● **Tasks and exercises**:
1) List every person named in the article on Taiwan's president.
2) Rewrite the article on Taiwan's president starting at "Taiwan President Tsai" and ending at "threat from China.", renaming "think tank" as "research institute".

____ Quoted passage

Taiwan’s President Touts ‘Stronger than Ever’ U.S. Relationship amid Chinese Threat

Taiwan President Tsai Ing-wen (C) poses for photographs with Secretary General of National Security Council Wellington Koo (L) and Defense Minister Yen Teh-fa (R) while inspecting the the military police headquarters in Taipei on May 26, 2020. (Photo by Sam Yeh / AFP) (Photo by SAM YEH/AFP via Getty Images)
SAM YEH/AFP via Getty Images

Taiwanese President Tsai Ing-Wen in a video statement at a U.S. think tank event in Washington on Wednesday touted the strength of the U.S.-Taiwan relationship amid a growing threat from China.

“As effective as our military is, we cannot stand alone without support from the community of like-minded democracies. I am proud that the relationship between Taiwan and the U.S. has never been closer,” Tsai said in her statement at the Hudson Institute.

“Across the board, we share a high degree of mutual trust and a common strategic picture of how we can work together to protect and preserve a free and open Indo-Pacific,” she added.

Both Taiwan and the U.S. are concerned by China’s growing aggressiveness in the Indo-Pacific region. The U.S. opposes what it considers excessive Chinese territorial claims in international waters important for global trade as well as China’s increasing bullying of its neighbors — many of whom are U.S. allies.

________
____ Source material

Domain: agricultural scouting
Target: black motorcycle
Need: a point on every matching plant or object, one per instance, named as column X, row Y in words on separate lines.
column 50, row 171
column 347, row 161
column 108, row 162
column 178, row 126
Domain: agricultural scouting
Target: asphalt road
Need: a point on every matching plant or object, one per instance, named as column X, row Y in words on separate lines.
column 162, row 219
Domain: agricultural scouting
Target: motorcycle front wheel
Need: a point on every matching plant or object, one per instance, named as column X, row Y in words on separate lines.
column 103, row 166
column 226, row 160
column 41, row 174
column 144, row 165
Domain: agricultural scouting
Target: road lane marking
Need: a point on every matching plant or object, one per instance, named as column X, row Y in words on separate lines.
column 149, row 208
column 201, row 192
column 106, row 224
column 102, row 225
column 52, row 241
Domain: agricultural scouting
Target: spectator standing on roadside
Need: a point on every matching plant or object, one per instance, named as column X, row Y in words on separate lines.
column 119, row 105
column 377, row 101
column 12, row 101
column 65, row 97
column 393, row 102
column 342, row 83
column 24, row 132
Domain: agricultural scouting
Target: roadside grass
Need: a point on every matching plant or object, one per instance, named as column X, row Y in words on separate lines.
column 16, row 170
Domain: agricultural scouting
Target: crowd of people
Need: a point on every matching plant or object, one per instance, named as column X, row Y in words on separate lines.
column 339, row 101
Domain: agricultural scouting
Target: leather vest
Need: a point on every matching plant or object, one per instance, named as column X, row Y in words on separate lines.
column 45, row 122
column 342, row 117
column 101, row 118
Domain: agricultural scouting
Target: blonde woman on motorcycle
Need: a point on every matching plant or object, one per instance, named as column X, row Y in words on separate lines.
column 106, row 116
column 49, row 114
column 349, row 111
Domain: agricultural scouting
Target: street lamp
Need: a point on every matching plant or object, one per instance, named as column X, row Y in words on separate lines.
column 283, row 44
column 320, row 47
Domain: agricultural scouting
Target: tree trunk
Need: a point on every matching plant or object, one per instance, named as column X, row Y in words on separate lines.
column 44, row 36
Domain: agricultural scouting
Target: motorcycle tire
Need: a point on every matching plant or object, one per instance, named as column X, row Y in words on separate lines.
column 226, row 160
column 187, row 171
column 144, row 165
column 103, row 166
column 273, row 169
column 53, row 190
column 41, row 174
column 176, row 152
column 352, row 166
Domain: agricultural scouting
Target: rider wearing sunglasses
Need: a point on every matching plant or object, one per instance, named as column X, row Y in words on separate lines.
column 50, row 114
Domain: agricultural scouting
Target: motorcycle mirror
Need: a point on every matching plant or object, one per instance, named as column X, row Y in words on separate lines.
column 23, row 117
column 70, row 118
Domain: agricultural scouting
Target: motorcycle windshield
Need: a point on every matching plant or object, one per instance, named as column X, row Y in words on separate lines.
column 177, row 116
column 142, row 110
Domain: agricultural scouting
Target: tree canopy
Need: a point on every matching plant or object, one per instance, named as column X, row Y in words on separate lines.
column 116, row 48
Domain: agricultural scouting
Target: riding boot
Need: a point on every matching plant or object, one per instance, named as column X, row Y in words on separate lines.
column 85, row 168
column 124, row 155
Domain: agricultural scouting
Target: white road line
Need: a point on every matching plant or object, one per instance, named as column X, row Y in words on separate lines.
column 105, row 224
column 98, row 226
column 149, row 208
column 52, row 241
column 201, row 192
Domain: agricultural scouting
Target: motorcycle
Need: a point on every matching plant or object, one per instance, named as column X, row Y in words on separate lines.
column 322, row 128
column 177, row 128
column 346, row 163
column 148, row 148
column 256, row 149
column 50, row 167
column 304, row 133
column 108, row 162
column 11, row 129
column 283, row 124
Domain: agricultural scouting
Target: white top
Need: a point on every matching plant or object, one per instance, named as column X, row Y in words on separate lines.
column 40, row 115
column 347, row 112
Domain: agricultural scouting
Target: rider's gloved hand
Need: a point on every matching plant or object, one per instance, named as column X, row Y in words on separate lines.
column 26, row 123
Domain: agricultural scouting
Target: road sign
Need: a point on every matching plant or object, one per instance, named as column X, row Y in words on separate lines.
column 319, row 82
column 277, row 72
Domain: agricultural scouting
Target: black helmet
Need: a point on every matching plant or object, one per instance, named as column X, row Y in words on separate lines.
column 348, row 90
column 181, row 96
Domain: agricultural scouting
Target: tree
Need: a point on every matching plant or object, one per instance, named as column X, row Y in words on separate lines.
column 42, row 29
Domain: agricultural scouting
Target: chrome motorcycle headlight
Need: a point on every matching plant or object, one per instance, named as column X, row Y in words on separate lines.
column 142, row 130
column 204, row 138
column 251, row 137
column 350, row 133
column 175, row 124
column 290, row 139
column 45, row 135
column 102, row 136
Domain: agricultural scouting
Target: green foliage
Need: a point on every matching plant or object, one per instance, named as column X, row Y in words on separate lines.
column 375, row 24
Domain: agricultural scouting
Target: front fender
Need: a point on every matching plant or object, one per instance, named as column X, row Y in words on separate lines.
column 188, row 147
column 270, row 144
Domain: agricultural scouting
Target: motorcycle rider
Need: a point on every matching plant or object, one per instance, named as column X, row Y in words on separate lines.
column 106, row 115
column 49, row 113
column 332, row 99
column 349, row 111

________

● **Task responses**:
1) Tsai Ing-wen, Wellington Koo, Yen Teh-fa, Sam Yeh

2)
Taiwan President Tsai Ing-wen (C) poses for photographs with Secretary General of National Security Council Wellington Koo (L) and Defense Minister Yen Teh-fa (R) while inspecting the the military police headquarters in Taipei on May 26, 2020. (Photo by Sam Yeh / AFP) (Photo by SAM YEH/AFP via Getty Images)
SAM YEH/AFP via Getty Images

Taiwanese President Tsai Ing-Wen in a video statement at a U.S. research institute event in Washington on Wednesday touted the strength of the U.S.-Taiwan relationship amid a growing threat from China.